**Work instruction:**
What do the lines from the one containing "# report the position of each instance of the green" through the end of the entries say? Quote them exactly, and only them.

**Exercise material:**
——————————
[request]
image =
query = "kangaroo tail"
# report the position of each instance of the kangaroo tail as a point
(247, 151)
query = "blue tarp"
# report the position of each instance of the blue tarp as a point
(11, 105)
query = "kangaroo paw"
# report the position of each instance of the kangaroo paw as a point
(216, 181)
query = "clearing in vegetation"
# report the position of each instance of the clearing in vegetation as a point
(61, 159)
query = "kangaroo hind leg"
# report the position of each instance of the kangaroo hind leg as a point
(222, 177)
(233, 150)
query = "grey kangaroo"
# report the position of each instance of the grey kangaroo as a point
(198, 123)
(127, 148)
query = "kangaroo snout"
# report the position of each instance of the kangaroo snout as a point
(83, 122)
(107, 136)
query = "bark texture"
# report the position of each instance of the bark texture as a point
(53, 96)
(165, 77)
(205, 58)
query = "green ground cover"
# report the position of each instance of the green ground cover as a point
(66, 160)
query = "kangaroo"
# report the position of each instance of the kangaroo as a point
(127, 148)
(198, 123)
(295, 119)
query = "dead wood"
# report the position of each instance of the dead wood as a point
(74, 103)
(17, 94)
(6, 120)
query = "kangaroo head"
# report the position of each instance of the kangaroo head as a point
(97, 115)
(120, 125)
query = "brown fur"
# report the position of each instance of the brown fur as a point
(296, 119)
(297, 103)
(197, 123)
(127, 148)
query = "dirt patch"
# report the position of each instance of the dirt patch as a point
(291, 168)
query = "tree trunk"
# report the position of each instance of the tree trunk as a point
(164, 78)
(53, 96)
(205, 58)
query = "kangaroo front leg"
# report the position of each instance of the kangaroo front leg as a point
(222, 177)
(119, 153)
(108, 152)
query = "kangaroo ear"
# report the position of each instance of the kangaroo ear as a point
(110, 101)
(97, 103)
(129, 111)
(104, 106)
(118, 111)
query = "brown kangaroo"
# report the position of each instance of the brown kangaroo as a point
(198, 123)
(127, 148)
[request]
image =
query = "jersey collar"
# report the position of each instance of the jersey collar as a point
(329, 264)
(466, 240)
——————————
**Solution:**
# report the position of each instance of the green ground cover as a point
(66, 160)
query = "kangaroo"
# report the position of each instance of the kangaroo as a point
(127, 148)
(198, 123)
(295, 119)
query = "dead wood"
# report the position of each instance of the dead wood as a point
(74, 103)
(17, 94)
(6, 120)
query = "kangaroo head"
# report the position of each instance of the kangaroo head as a point
(97, 115)
(120, 125)
query = "brown fur"
# report the position of each instance of the brown fur as a point
(296, 119)
(297, 103)
(197, 123)
(127, 148)
query = "dirt patch"
# report the position of each instance of the dirt patch as a point
(291, 168)
query = "tree trunk"
# report the position of each instance of the tree trunk as a point
(164, 78)
(53, 96)
(205, 58)
query = "kangaroo front leg"
# report the position of each instance of the kangaroo front leg as a point
(222, 177)
(119, 153)
(108, 152)
query = "kangaroo ear"
# report the position of each instance of the kangaroo ear as a point
(110, 101)
(97, 103)
(129, 111)
(104, 106)
(118, 111)
query = "brown kangaroo"
# report the position of each instance of the brown kangaroo as a point
(198, 123)
(127, 148)
[request]
image =
query = "jersey collar"
# report the position of each instance of the jersey collar as a point
(329, 264)
(466, 240)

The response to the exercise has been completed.